**TASK OBJECTIVE:**
Exact copy, no pictures: set down every entry below as written.

Referring expression pointing data
---
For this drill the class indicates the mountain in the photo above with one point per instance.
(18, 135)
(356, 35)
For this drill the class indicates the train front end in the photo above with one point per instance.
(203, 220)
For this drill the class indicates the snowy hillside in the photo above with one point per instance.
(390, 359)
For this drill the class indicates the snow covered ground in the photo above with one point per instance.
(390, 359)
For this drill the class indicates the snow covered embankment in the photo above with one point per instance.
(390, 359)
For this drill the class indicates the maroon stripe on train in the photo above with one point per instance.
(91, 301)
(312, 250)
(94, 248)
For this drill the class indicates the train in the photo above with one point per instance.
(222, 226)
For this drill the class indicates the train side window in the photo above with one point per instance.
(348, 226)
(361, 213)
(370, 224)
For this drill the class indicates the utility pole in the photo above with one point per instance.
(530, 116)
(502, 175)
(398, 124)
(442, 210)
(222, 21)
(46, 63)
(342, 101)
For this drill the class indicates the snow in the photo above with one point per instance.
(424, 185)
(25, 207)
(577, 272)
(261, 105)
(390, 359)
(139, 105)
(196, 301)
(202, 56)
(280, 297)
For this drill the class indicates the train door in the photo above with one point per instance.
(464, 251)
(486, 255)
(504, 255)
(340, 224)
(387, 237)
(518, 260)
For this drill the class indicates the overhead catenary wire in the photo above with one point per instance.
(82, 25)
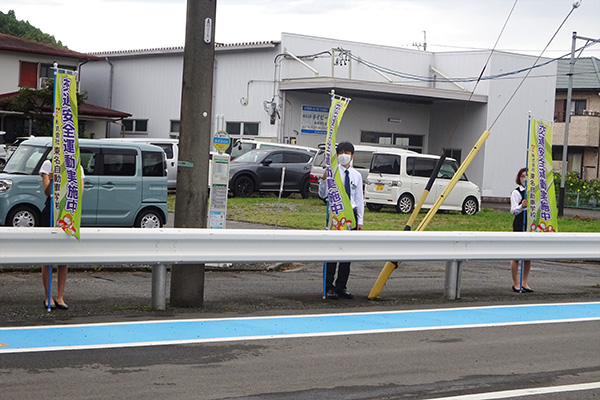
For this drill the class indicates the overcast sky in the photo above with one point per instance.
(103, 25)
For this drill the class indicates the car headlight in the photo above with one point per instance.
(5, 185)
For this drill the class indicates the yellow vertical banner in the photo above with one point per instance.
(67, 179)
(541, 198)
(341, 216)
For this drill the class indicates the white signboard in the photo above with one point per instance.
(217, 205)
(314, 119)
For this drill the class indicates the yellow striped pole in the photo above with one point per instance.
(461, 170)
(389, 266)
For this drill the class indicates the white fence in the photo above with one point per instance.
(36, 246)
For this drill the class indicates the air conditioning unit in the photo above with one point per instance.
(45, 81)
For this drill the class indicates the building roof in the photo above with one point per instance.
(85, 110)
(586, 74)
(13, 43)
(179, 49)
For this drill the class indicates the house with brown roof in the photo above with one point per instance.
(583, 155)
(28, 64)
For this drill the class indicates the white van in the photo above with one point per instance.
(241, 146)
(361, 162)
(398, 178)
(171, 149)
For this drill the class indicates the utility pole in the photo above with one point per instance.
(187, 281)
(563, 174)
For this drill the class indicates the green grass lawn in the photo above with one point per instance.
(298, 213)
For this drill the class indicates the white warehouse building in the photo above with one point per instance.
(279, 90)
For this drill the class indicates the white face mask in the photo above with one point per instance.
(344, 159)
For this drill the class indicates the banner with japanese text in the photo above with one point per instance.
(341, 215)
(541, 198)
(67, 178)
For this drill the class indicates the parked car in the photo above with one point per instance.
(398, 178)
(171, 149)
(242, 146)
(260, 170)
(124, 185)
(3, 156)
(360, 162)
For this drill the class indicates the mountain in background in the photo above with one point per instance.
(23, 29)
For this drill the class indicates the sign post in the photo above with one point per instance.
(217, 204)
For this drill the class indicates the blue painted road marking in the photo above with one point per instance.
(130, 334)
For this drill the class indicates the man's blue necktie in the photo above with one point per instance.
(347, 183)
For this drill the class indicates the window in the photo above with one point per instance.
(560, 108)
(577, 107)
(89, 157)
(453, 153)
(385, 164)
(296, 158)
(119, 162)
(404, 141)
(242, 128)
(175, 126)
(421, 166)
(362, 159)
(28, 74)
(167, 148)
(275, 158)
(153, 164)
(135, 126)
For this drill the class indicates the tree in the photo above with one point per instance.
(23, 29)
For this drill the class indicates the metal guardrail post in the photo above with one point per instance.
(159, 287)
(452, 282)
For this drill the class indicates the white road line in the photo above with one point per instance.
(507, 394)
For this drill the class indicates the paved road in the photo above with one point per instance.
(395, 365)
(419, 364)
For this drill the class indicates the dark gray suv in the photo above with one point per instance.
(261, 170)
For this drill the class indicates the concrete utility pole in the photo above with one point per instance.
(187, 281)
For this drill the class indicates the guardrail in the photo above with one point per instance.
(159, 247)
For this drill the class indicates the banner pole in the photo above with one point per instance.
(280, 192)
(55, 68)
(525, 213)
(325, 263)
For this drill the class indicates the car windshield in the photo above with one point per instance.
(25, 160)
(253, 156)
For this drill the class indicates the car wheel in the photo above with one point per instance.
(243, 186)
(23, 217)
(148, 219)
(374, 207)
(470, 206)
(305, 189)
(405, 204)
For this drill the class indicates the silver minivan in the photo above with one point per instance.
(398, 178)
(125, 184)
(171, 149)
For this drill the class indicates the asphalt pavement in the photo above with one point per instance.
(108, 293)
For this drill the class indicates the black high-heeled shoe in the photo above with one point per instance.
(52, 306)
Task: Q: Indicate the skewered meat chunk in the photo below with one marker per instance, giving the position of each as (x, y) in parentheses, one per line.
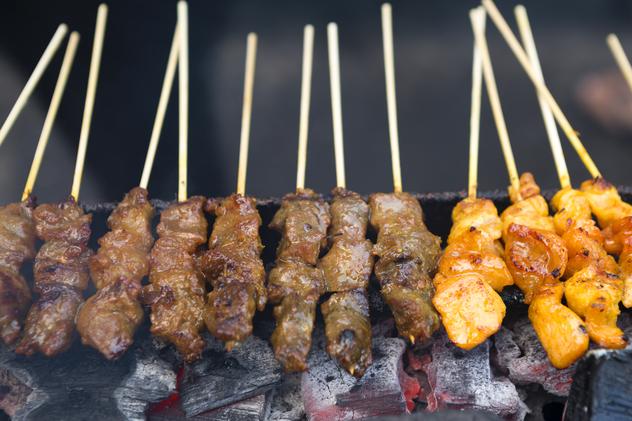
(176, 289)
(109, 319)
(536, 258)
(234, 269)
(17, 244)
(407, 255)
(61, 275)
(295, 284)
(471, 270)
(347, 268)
---
**EXPECTED OUTPUT:**
For this drill the class indicates the mountain in the photo above with one point per instance.
(18, 135)
(356, 35)
For this drill the class indicates the train front end in the photo above with one point per instance.
(203, 220)
For this drill the class indicates the snowy hillside in the photo above with one point per instance.
(390, 359)
For this drill the class indicates the snow covered ground in the photo above with one point per instance.
(390, 359)
For this drill the class indicates the snow covered embankment in the photo above with one point per instance.
(390, 359)
For this drill the class indicates the maroon stripe on train in the photo above with one point per instance.
(91, 301)
(312, 250)
(94, 248)
For this drill the class indicates the train in the photo above with one point per instance.
(222, 226)
For this drill the class indicates the train side window in the photo above with one point per instance.
(348, 226)
(361, 213)
(370, 224)
For this drill the class indicates the utility pole in the photo above with one point per instance.
(530, 116)
(502, 175)
(398, 124)
(442, 210)
(222, 21)
(46, 63)
(342, 101)
For this drill the class indicates the snow in the photo above with one point per instance.
(424, 185)
(25, 207)
(577, 272)
(261, 105)
(390, 359)
(139, 105)
(196, 301)
(202, 56)
(280, 297)
For this drill the class indicates the train door in the photo above with one point per instance.
(464, 251)
(486, 255)
(504, 255)
(340, 224)
(387, 237)
(518, 260)
For this drill the class indicates the overhead catenary wire in the photo above with one point per instance.
(82, 25)
For this drill the class indicates the overcast sky in the photo above with one point per instance.
(103, 25)
For this drill the class indicates the car headlight in the photo above with one point per instance.
(5, 185)
For this drill the class indicates the yellow vertical banner in the photo above with one point per instance.
(67, 179)
(541, 198)
(341, 216)
For this drill the class indicates the white signboard in the photo above with one point per instance.
(217, 205)
(314, 119)
For this drill the class indicates the yellow striped pole in the photo above with one point per instance.
(461, 170)
(389, 266)
For this drill the class indicates the white fence in the photo above with one point per instance.
(36, 246)
For this drill the class indicates the air conditioning unit in the photo above with one point per instance.
(45, 81)
For this drill the class indicates the building roof in the photo above with one point per instance.
(85, 110)
(586, 74)
(13, 43)
(179, 49)
For this drill the class indicates the house with brown roof in the photo above with one point per instance.
(583, 155)
(28, 64)
For this drill the class indicates the white van in the photo above with one point per instance.
(241, 146)
(361, 162)
(398, 178)
(171, 149)
For this drill the class indicates the utility pole in the photo above with one point per instance.
(187, 281)
(563, 174)
For this drill the class indicates the green grass lawn in the photo above with one point per instance.
(298, 213)
For this drill the class indicates the white warehouse building in the photo above with one point per instance.
(279, 90)
For this drill the class indicates the white face mask in the photo above with one point per instance.
(344, 159)
For this drill the class indicates the banner with japanese text in the photo above with one point per instance.
(341, 215)
(541, 198)
(67, 178)
For this drill the class indicates the parked car in the photo above with one point per instance.
(398, 178)
(171, 149)
(242, 146)
(260, 170)
(124, 185)
(3, 156)
(360, 162)
For this drill the class indicates the mountain in background in the photo above with one point per instance.
(23, 29)
For this drill the class indicates the sign post in the photo above with one point per instance.
(217, 204)
For this drill the class indicates the blue painted road marking in the photo above with one point per instance.
(130, 334)
For this drill the class indicates the man's blue necktie in the photo above with one point per instance.
(347, 183)
For this drill the class indicates the window in the photo above with one point per instance.
(560, 108)
(577, 107)
(89, 157)
(453, 153)
(385, 164)
(296, 158)
(119, 162)
(404, 141)
(242, 128)
(175, 126)
(421, 166)
(362, 159)
(28, 74)
(167, 148)
(275, 158)
(153, 164)
(135, 126)
For this drill the class indicates the tree in the photo above with one point per instance.
(23, 29)
For this drill the class indicates the metal guardrail post in the photo above with one point per instance.
(159, 287)
(452, 282)
For this drill the class indicates the white road line in the photo above with one point per instance.
(507, 394)
For this drill the class indicates the paved road in the photo above with one point per instance.
(395, 365)
(419, 364)
For this drill the class indicates the dark gray suv in the photo above with one point per instance.
(261, 170)
For this drill the class indicates the concrete utility pole in the photo above with one point per instance.
(187, 281)
For this drill the class indicates the guardrail in the photo above with one point per instance.
(159, 247)
For this drill the class indicates the banner pole in the photo above with one point per instance.
(280, 192)
(55, 68)
(525, 213)
(325, 263)
For this drill the class indicates the car windshield in the photo above with one point per instance.
(25, 160)
(253, 156)
For this drill the class indicates the car wheel in the photo above with one point per instance.
(243, 186)
(23, 217)
(148, 219)
(374, 207)
(470, 206)
(305, 189)
(405, 204)
For this drill the class indicates the silver minivan in the photo above with one point per instance.
(398, 178)
(125, 184)
(171, 149)
For this drill the class indicates the asphalt pavement in the photo above with one point per instance.
(108, 293)
For this drill the class indicates the black high-heeled shoe in the photo above with one point per instance.
(52, 306)
Task: Q: Indicate the skewered meat chunk in the photo below with one marker per instance, giving the position of each as (x, y) in parentheses, one per line.
(176, 289)
(109, 319)
(536, 258)
(234, 269)
(17, 244)
(407, 255)
(61, 275)
(295, 284)
(471, 270)
(347, 268)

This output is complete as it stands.